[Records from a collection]
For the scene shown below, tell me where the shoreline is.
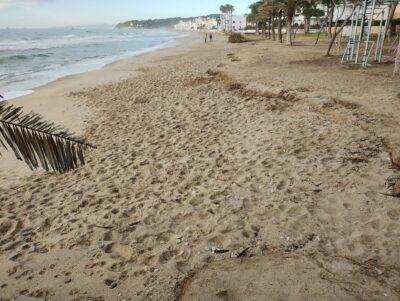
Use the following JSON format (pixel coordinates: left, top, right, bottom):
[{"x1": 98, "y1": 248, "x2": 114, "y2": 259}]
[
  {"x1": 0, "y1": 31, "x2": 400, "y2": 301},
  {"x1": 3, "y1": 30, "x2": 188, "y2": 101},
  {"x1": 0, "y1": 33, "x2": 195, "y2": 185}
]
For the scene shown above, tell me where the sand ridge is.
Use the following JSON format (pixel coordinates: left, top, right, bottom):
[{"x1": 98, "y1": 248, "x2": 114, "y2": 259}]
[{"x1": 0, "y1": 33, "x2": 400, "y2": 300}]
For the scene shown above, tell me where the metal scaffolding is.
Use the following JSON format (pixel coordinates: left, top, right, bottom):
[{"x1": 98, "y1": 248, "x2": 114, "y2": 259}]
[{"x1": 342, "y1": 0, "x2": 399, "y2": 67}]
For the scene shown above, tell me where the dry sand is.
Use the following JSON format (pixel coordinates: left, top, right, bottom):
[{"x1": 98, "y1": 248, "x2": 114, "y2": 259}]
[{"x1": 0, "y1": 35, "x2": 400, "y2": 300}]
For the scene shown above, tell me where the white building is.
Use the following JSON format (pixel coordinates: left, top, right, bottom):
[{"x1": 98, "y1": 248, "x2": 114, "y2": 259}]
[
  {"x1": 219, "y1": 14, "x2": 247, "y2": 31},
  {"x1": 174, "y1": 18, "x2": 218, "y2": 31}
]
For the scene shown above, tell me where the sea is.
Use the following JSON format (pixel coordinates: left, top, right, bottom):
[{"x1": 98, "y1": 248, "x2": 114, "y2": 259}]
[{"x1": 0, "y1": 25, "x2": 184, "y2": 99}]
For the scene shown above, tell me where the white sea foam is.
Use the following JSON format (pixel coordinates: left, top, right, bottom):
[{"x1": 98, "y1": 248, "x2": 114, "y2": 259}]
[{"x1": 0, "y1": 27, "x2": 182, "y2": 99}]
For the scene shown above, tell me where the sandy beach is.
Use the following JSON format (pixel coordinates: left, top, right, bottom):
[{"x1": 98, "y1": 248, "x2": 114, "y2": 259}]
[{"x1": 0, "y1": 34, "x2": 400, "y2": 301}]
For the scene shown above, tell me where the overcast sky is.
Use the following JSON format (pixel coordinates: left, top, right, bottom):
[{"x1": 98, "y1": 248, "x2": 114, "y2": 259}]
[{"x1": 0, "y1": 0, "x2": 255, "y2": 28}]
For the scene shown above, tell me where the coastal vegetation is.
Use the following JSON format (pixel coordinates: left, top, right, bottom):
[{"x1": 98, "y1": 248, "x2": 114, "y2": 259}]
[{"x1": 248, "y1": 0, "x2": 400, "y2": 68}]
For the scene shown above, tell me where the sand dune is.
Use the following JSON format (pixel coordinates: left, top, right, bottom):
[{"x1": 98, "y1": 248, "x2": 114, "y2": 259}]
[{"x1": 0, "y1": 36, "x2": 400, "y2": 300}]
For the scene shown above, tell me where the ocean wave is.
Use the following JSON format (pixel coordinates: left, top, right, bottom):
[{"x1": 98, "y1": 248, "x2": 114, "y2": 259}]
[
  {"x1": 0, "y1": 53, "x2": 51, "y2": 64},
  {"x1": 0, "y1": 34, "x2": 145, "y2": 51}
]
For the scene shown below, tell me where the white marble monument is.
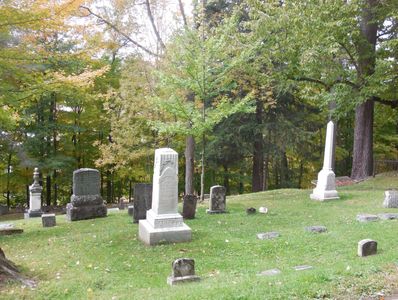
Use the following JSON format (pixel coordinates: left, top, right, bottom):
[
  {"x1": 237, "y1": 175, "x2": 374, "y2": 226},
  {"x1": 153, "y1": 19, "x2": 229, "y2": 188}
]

- [Do this] Reproduce the records above, starting at the line that contains "For the scene shown above, tell me where the sand dune" and ending with the last line of the records, with the requests included. Scale every bounding-box coordinate in the answers by 1.6 and round to whole numbers, halves up. Leave the requests and their format samples unchanged, and leave the pictures out.

- [Response for this exercise]
For the scene shown above, tell me where the sand dune is.
Use the following JSON format (pixel coordinates: left, top, right, bottom):
[{"x1": 98, "y1": 248, "x2": 114, "y2": 259}]
[{"x1": 0, "y1": 58, "x2": 640, "y2": 480}]
For the scene shown above, tell me where the ocean wave is.
Use the following JSON format (pixel coordinates: left, top, right, bottom):
[{"x1": 98, "y1": 248, "x2": 114, "y2": 259}]
[
  {"x1": 0, "y1": 85, "x2": 82, "y2": 102},
  {"x1": 0, "y1": 54, "x2": 232, "y2": 82}
]
For the scene shown below, tell me where the white marble monument is.
Use the following JSON format (pixel coordinates: left, top, right, bottom):
[
  {"x1": 237, "y1": 175, "x2": 374, "y2": 226},
  {"x1": 153, "y1": 19, "x2": 229, "y2": 188}
]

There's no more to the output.